Texto de estudio:
□ □ □ □ □ □ □
Siguiendo con la huella de Cernuda, Sesé apuntó ayer que la novela se mueve «entre la realidad y el deseo ante la moralidad». En ese conflicto afectivo vive la protagonista, una mujer joven que se encuentra rodeada de contradicciones psicológicas ante el despertar a la vida. «Es una novela psicológica que ahonda en el corazón de los personajes con sus contradicciones en una mujer que empieza a situarse», dijo Sesé a este diario.
Los dos últimos años de su vida han estado volcados en «Demonios familiares», trabajando en su máquina de escribir en unas páginas que después pasaba a máquina su amiga María Paz Ortuño. Una vez impresas, Matute ha seguido añadiendo y corrigiendo a mano nuevos detalles y matices de este nuevo libro, cuya portada también aprobó. En el hospital, en sus últimos días de vida, ha seguido retocando ese texto. «No te pasaba una. Podía estar cansada, pero siempre conservó un oído finísimo para evitar el lugar común o el adjetivo innecesario. Eso es algo que hacía tanto en su obra literaria, como en los textos de las contraportadas de sus libros o en los empleados para publicidad», rememoró Sesé. Esta precisión incluso la trasladó a la ilustración que el dibujante Albert Asensio ha realizado para un estuche para la edición de sus libros de cuentos. A Matute le gustó la obra acabada, en la que aparece situada en un fantasioso bosque con animales y duendes. Solamente pidió dos detalles: que le dibujaran pendientes para darle un aspecto más femenino, así como calcetines rayados ingleses como los que acostumbraba vestir.
□ □ □ □ □ □ □
Registros para examinar:
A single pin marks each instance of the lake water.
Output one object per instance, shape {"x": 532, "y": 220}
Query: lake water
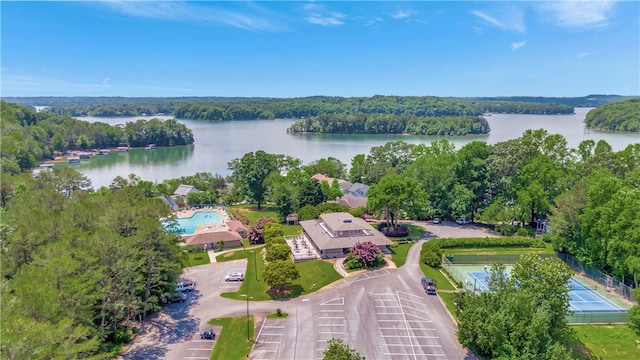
{"x": 218, "y": 142}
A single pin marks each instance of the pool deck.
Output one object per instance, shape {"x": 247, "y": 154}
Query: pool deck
{"x": 206, "y": 227}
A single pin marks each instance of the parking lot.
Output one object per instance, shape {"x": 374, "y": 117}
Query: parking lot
{"x": 384, "y": 314}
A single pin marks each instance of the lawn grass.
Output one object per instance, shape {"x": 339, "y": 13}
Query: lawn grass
{"x": 447, "y": 299}
{"x": 435, "y": 274}
{"x": 498, "y": 250}
{"x": 605, "y": 342}
{"x": 399, "y": 253}
{"x": 197, "y": 258}
{"x": 316, "y": 272}
{"x": 232, "y": 342}
{"x": 256, "y": 289}
{"x": 253, "y": 214}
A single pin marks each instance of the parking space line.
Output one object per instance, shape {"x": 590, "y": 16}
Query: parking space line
{"x": 412, "y": 308}
{"x": 416, "y": 336}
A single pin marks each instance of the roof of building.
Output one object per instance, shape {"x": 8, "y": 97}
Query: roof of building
{"x": 236, "y": 225}
{"x": 184, "y": 190}
{"x": 352, "y": 201}
{"x": 213, "y": 237}
{"x": 322, "y": 177}
{"x": 322, "y": 231}
{"x": 358, "y": 188}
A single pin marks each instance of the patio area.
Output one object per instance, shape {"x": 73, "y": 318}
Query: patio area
{"x": 301, "y": 248}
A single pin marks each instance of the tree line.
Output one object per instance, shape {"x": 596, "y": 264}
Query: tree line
{"x": 360, "y": 123}
{"x": 29, "y": 137}
{"x": 512, "y": 184}
{"x": 271, "y": 108}
{"x": 80, "y": 268}
{"x": 618, "y": 116}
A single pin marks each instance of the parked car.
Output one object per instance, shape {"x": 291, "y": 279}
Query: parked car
{"x": 185, "y": 286}
{"x": 208, "y": 334}
{"x": 177, "y": 297}
{"x": 237, "y": 276}
{"x": 429, "y": 286}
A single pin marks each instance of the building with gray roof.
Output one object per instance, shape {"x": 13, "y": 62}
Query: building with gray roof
{"x": 334, "y": 234}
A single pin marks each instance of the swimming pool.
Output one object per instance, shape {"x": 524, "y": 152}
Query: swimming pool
{"x": 188, "y": 226}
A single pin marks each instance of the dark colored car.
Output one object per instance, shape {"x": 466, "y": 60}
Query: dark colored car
{"x": 208, "y": 334}
{"x": 177, "y": 297}
{"x": 429, "y": 286}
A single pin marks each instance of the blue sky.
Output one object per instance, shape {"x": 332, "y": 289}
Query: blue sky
{"x": 305, "y": 48}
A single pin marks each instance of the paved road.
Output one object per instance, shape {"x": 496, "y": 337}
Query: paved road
{"x": 384, "y": 314}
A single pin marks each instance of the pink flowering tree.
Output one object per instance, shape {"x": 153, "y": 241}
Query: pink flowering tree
{"x": 367, "y": 252}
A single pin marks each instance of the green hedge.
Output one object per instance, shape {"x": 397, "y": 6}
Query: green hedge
{"x": 511, "y": 241}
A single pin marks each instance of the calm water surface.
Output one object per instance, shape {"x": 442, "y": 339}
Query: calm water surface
{"x": 218, "y": 142}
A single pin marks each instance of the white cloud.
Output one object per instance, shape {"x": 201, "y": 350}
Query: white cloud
{"x": 509, "y": 19}
{"x": 518, "y": 45}
{"x": 401, "y": 14}
{"x": 191, "y": 12}
{"x": 580, "y": 14}
{"x": 317, "y": 14}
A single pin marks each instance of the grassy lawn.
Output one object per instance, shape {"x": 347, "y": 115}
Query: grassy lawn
{"x": 498, "y": 250}
{"x": 399, "y": 253}
{"x": 252, "y": 212}
{"x": 318, "y": 272}
{"x": 197, "y": 258}
{"x": 232, "y": 342}
{"x": 605, "y": 342}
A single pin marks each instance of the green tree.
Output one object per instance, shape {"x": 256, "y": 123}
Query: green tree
{"x": 279, "y": 273}
{"x": 250, "y": 172}
{"x": 337, "y": 350}
{"x": 396, "y": 194}
{"x": 523, "y": 316}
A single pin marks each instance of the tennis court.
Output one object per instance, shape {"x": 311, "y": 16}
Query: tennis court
{"x": 583, "y": 298}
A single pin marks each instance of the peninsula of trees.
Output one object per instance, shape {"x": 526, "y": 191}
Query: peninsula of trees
{"x": 250, "y": 108}
{"x": 29, "y": 137}
{"x": 391, "y": 124}
{"x": 618, "y": 116}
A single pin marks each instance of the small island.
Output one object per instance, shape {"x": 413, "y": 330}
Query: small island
{"x": 617, "y": 116}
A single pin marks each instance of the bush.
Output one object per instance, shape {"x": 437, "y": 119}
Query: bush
{"x": 513, "y": 241}
{"x": 238, "y": 215}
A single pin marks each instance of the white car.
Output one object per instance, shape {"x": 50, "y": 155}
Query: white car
{"x": 185, "y": 286}
{"x": 234, "y": 277}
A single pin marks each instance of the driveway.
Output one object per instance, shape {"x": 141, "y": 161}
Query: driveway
{"x": 384, "y": 315}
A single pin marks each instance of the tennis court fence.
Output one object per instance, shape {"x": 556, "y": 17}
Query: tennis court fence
{"x": 604, "y": 280}
{"x": 601, "y": 278}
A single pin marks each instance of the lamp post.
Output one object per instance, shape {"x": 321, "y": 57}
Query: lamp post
{"x": 248, "y": 332}
{"x": 255, "y": 264}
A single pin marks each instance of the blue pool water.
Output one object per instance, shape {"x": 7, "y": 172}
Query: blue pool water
{"x": 187, "y": 226}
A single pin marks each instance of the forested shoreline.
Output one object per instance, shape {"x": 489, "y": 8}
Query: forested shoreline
{"x": 297, "y": 108}
{"x": 391, "y": 124}
{"x": 82, "y": 265}
{"x": 618, "y": 116}
{"x": 30, "y": 137}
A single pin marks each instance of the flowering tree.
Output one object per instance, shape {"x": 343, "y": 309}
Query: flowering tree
{"x": 367, "y": 251}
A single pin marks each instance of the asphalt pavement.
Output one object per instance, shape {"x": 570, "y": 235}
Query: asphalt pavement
{"x": 384, "y": 314}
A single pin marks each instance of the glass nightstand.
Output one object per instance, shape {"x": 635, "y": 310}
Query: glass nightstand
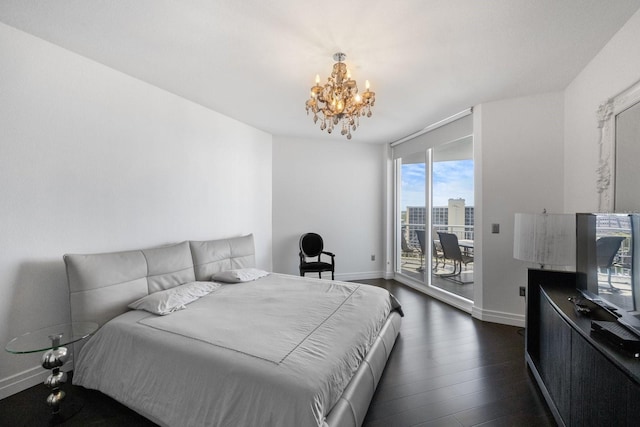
{"x": 52, "y": 340}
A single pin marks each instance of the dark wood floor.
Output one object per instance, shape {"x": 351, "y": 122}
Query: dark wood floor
{"x": 446, "y": 369}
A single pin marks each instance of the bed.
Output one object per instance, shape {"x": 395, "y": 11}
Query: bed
{"x": 271, "y": 350}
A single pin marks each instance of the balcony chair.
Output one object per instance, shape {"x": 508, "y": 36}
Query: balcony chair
{"x": 421, "y": 238}
{"x": 438, "y": 253}
{"x": 409, "y": 250}
{"x": 451, "y": 249}
{"x": 311, "y": 246}
{"x": 607, "y": 248}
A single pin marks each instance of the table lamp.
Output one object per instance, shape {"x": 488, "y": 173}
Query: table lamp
{"x": 548, "y": 240}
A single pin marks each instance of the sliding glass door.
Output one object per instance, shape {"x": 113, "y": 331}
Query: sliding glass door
{"x": 434, "y": 194}
{"x": 411, "y": 191}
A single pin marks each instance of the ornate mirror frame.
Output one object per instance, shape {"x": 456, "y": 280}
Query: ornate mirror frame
{"x": 607, "y": 112}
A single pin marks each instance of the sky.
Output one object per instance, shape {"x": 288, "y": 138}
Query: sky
{"x": 451, "y": 180}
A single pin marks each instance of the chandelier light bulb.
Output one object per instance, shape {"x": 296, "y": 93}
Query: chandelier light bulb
{"x": 339, "y": 100}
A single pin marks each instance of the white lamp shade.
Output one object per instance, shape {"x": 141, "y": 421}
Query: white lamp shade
{"x": 545, "y": 239}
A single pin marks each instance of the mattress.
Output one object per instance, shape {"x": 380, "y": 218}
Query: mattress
{"x": 277, "y": 351}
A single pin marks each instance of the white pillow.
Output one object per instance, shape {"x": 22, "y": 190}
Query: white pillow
{"x": 239, "y": 275}
{"x": 174, "y": 299}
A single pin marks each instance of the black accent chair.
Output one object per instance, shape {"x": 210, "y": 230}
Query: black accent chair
{"x": 311, "y": 246}
{"x": 451, "y": 249}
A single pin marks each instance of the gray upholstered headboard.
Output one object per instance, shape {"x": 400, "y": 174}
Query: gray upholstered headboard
{"x": 102, "y": 285}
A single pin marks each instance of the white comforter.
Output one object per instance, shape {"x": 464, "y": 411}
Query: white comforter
{"x": 278, "y": 351}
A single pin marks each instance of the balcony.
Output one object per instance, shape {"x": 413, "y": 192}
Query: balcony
{"x": 413, "y": 264}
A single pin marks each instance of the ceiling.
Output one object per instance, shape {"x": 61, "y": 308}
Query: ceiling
{"x": 255, "y": 60}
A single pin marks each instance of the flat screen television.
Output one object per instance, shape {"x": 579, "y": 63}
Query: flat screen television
{"x": 608, "y": 263}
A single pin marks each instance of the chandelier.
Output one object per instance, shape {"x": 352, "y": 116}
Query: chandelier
{"x": 338, "y": 100}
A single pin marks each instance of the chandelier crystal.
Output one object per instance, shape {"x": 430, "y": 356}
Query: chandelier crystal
{"x": 338, "y": 100}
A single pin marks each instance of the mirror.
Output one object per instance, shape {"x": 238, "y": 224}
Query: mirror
{"x": 618, "y": 171}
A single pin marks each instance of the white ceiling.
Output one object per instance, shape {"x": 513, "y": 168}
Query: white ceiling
{"x": 255, "y": 60}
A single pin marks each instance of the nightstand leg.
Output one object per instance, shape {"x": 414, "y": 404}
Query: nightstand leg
{"x": 53, "y": 359}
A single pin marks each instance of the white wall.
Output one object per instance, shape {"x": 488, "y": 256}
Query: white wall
{"x": 337, "y": 189}
{"x": 615, "y": 68}
{"x": 93, "y": 160}
{"x": 519, "y": 169}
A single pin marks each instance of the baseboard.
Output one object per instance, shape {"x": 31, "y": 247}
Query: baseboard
{"x": 501, "y": 317}
{"x": 27, "y": 379}
{"x": 345, "y": 277}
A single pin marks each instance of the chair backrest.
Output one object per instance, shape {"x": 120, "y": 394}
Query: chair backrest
{"x": 450, "y": 246}
{"x": 420, "y": 236}
{"x": 606, "y": 249}
{"x": 405, "y": 245}
{"x": 311, "y": 244}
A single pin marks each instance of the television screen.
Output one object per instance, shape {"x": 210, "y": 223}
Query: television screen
{"x": 607, "y": 262}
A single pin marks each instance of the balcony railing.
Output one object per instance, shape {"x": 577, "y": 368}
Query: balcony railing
{"x": 464, "y": 232}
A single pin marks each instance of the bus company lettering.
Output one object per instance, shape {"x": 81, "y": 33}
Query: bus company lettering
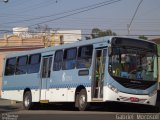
□ □ □ □ □ □ □
Tareas por hacer:
**a.** Por favor, convierte en una lista breve el párrafo del texto de estudio que empieza por "Siguiendo con la huella de Cernuda" y conserva sus datos principales.
**b.** Actualiza el pasaje del texto de estudio desde "Siguiendo con la" hasta "a este diario.", ambos incluidos, sustituyendo "protagonista" por "heroína".

Respuestas dadas:
**a.**
- Siguiendo la huella de Cernuda, Sesé apuntó ayer que la novela se mueve «entre la realidad y el deseo ante la moralidad».
- La protagonista, una mujer joven, vive ese conflicto afectivo rodeada de contradicciones psicológicas ante el despertar a la vida.
- Sesé la definió como una novela psicológica que ahonda en el corazón de los personajes y sus contradicciones, en una mujer que empieza a situarse.

**b.**
Siguiendo con la huella de Cernuda, Sesé apuntó ayer que la novela se mueve «entre la realidad y el deseo ante la moralidad». En ese conflicto afectivo vive la heroína, una mujer joven que se encuentra rodeada de contradicciones psicológicas ante el despertar a la vida. «Es una novela psicológica que ahonda en el corazón de los personajes con sus contradicciones en una mujer que empieza a situarse», dijo Sesé a este diario.